Exercise prompt: Go through the listing and return every line with "range" in it.

Source information:
:::::

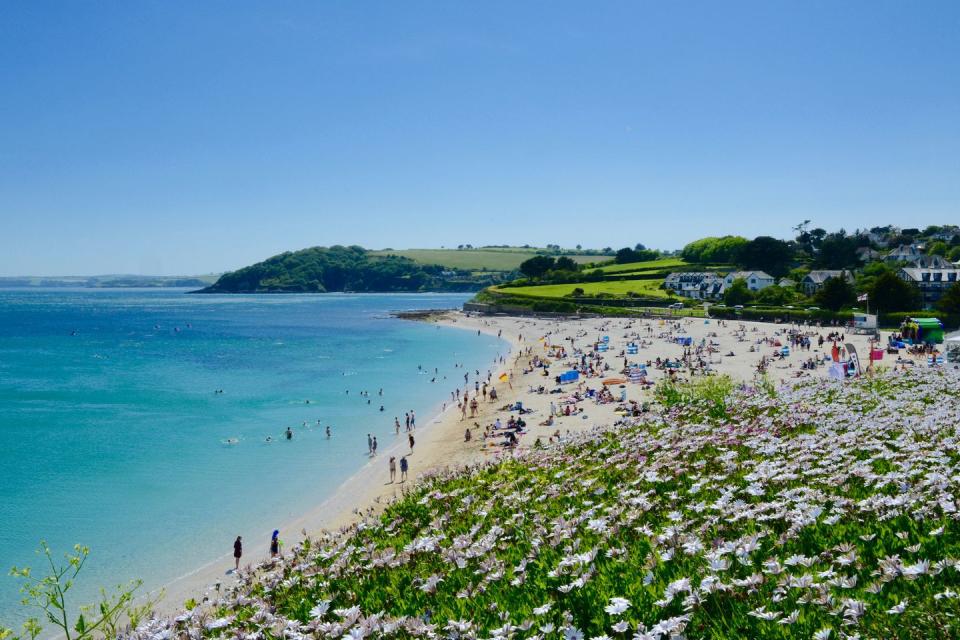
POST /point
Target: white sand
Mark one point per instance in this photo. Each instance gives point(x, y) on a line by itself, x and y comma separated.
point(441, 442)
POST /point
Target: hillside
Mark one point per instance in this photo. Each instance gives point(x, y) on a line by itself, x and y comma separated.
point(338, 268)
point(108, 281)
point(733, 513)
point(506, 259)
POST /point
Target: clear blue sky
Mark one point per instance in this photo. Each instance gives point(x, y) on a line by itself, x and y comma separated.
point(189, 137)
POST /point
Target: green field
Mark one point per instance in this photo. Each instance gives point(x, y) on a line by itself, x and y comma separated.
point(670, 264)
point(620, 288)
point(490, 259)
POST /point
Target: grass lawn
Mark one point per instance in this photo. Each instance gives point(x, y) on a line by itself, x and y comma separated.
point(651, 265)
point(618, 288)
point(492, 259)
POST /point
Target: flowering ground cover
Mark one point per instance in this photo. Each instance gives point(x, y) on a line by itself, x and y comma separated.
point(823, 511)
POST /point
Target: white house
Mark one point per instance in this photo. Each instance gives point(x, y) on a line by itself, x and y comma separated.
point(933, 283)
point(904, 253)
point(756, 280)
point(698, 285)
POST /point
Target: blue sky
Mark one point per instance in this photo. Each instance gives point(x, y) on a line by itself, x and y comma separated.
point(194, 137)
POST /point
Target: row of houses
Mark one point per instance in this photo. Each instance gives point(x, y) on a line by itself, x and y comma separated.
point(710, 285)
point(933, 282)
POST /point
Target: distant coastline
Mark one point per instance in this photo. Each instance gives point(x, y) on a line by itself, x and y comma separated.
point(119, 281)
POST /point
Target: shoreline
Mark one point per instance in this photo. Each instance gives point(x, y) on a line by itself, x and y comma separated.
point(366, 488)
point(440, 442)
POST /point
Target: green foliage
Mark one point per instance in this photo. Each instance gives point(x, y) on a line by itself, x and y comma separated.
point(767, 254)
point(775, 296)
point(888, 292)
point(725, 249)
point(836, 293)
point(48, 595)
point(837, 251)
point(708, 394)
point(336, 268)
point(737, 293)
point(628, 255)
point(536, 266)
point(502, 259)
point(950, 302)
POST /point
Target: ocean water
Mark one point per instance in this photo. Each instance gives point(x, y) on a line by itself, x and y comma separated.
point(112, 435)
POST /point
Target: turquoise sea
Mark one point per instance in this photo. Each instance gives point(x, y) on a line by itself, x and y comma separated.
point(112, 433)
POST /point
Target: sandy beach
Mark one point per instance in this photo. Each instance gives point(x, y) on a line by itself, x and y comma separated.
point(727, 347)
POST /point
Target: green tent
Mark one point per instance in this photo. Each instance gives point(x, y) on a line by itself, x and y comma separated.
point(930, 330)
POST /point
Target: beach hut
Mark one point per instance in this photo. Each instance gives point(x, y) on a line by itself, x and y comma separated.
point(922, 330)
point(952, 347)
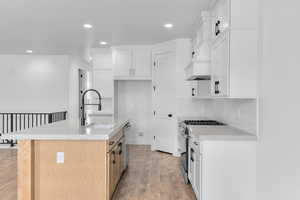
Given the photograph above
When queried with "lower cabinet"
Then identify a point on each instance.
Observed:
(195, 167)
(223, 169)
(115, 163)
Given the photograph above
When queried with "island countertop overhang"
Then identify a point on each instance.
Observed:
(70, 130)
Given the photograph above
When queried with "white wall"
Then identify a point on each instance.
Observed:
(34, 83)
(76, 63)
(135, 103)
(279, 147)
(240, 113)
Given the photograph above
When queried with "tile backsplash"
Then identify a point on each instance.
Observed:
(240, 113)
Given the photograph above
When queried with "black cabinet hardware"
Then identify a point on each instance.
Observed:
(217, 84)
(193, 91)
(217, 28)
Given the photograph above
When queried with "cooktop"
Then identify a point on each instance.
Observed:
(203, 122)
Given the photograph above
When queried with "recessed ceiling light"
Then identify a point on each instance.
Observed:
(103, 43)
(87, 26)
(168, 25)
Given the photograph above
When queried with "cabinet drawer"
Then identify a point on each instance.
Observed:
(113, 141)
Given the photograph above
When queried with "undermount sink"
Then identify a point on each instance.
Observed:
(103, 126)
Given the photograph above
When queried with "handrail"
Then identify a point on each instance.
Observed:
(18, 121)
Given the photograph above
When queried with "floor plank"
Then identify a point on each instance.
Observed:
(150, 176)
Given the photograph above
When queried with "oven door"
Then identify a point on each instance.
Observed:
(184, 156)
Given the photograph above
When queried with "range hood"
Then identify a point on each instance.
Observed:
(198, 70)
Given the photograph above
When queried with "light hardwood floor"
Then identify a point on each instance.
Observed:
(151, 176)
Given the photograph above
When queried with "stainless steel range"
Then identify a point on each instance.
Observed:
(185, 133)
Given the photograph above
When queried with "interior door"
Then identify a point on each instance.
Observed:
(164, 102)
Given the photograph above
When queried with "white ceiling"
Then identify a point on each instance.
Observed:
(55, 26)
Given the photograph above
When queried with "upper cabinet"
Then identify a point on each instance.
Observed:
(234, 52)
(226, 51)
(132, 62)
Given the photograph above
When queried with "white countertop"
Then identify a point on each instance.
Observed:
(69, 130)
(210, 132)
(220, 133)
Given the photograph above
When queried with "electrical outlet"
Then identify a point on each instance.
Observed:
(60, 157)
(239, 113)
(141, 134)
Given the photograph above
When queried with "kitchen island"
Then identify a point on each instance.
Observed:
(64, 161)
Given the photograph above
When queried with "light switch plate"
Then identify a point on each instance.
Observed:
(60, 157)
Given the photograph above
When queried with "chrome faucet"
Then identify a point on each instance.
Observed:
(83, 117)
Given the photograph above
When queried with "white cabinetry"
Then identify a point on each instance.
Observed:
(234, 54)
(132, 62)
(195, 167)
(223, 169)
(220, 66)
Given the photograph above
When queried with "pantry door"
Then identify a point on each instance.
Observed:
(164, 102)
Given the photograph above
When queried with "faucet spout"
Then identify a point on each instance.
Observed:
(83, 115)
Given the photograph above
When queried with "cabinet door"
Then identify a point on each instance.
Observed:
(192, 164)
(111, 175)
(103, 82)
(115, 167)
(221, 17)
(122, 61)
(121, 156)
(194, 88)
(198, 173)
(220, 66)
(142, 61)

:::::

Answer to the problem:
When queried with "range hood"
When queried with "stainless steel range"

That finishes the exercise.